(Collected data entries)
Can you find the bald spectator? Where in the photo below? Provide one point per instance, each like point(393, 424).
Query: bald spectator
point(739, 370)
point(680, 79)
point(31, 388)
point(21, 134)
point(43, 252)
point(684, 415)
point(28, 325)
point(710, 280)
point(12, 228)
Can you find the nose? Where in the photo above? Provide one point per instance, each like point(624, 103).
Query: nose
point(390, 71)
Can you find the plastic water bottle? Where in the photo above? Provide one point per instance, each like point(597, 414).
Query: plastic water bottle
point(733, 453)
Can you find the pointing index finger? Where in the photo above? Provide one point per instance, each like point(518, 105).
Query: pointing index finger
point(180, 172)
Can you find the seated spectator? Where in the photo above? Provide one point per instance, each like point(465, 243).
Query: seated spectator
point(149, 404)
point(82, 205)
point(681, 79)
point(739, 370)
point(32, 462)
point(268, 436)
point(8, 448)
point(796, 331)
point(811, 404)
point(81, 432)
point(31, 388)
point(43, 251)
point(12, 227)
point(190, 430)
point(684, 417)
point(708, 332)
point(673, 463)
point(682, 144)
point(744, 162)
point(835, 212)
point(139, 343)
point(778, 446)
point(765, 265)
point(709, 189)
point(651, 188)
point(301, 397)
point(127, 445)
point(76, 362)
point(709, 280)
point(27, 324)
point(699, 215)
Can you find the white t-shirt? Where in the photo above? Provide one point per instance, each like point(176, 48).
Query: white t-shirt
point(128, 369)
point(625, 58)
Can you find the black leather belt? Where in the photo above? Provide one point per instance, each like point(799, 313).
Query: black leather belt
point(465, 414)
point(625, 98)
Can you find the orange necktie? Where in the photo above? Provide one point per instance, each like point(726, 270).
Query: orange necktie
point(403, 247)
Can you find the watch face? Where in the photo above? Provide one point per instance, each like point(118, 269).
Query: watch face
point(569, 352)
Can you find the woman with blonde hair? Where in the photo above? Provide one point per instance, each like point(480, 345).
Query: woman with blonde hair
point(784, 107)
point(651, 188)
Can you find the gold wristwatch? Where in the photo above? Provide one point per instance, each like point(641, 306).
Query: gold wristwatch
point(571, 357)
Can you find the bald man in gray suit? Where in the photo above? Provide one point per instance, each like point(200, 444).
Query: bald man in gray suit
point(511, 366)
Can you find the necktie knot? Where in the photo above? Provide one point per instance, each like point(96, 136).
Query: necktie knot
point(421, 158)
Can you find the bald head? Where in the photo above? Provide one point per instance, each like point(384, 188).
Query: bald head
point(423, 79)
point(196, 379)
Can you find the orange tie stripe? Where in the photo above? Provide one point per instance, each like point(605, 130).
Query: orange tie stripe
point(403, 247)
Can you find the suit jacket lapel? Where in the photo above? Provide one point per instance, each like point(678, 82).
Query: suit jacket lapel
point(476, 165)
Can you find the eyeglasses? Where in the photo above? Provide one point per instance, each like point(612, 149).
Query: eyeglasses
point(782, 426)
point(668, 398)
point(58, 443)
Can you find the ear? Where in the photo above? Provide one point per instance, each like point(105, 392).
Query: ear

What you are asked to do: Retype the data exactly.

Answer space:
Can you find the bald spectator? Where in the photo below? Provide one point per instance, each like point(393, 424).
Query: bald spectator
point(739, 370)
point(680, 79)
point(31, 388)
point(21, 134)
point(43, 252)
point(684, 415)
point(28, 325)
point(710, 280)
point(12, 228)
Can you find the nose? Where in the photo above? Provide one point per instance, each like point(624, 103).
Query: nose
point(390, 71)
Can you find the plastic water bottle? Where in the photo above? Provide one point per instance, each like point(597, 414).
Query: plastic water bottle
point(733, 453)
Can you find the pointing index finger? Where in the photo above? Provide one point per instance, each like point(518, 105).
Query: pointing index finger
point(180, 172)
Can you find the seated spectator? Where in the photo above? Provide one point per instance, each like point(465, 243).
Query: seated spectator
point(149, 404)
point(82, 205)
point(681, 79)
point(739, 370)
point(32, 462)
point(268, 436)
point(8, 448)
point(796, 331)
point(811, 404)
point(81, 432)
point(31, 388)
point(43, 251)
point(12, 227)
point(190, 430)
point(684, 417)
point(708, 332)
point(673, 463)
point(682, 144)
point(744, 162)
point(835, 212)
point(139, 343)
point(778, 446)
point(765, 265)
point(709, 189)
point(651, 188)
point(301, 397)
point(127, 445)
point(76, 362)
point(709, 280)
point(27, 324)
point(699, 215)
Can you find the white t-shirt? Where in the photo above? Provide one point per instance, each like point(176, 48).
Query: white t-shirt
point(128, 369)
point(625, 58)
Can you find the black leather belt? Where in the photo above? Provide one point per instance, each like point(799, 313).
Query: black leather belt
point(465, 414)
point(625, 98)
Can you find the orange necktie? Where in the photo above? Provide one point per instance, each like point(726, 270).
Query: orange necktie
point(403, 247)
Can you find the watch face? Where in the photo above? Provide one point per instance, each like point(118, 269).
Query: watch face
point(569, 352)
Can you find the woman with blonde hair? Where in the photo above? Provide one point per instance, each like point(480, 345).
Query: woman with blonde hair
point(784, 107)
point(651, 188)
Can you find the gold wristwatch? Where in the photo above? Provide one point per instance, each like point(641, 306).
Query: gold wristwatch
point(571, 357)
Can you find the bald man in gray suit? Where in the photo above? Provide one point per instance, each like point(200, 444).
Query: bald man in gray suit
point(511, 366)
Can you find the necktie knot? Where in the photo above? Provide one point per instance, each like point(96, 136).
Query: necktie knot
point(421, 158)
Can you find the bald head? Where in the photo above? Provide one point per instance, each like point(384, 188).
Query: bald head
point(423, 79)
point(196, 379)
Can you find the orange tie stripe? Where in the photo above? Provide one point per instance, each like point(605, 130).
Query: orange tie stripe
point(403, 247)
Can you find the suit jacket lapel? Where in the photo above? Provide one point per instance, each like point(678, 82).
Query: suit jacket lapel
point(476, 165)
Can you find the eyeglasses? Where in the photo above? Provide one point per instance, each like point(612, 149).
Query: eyeglasses
point(782, 426)
point(668, 398)
point(58, 443)
Can you find the ear? Where in the photo above? Provide one point per instance, each like point(105, 392).
Query: ear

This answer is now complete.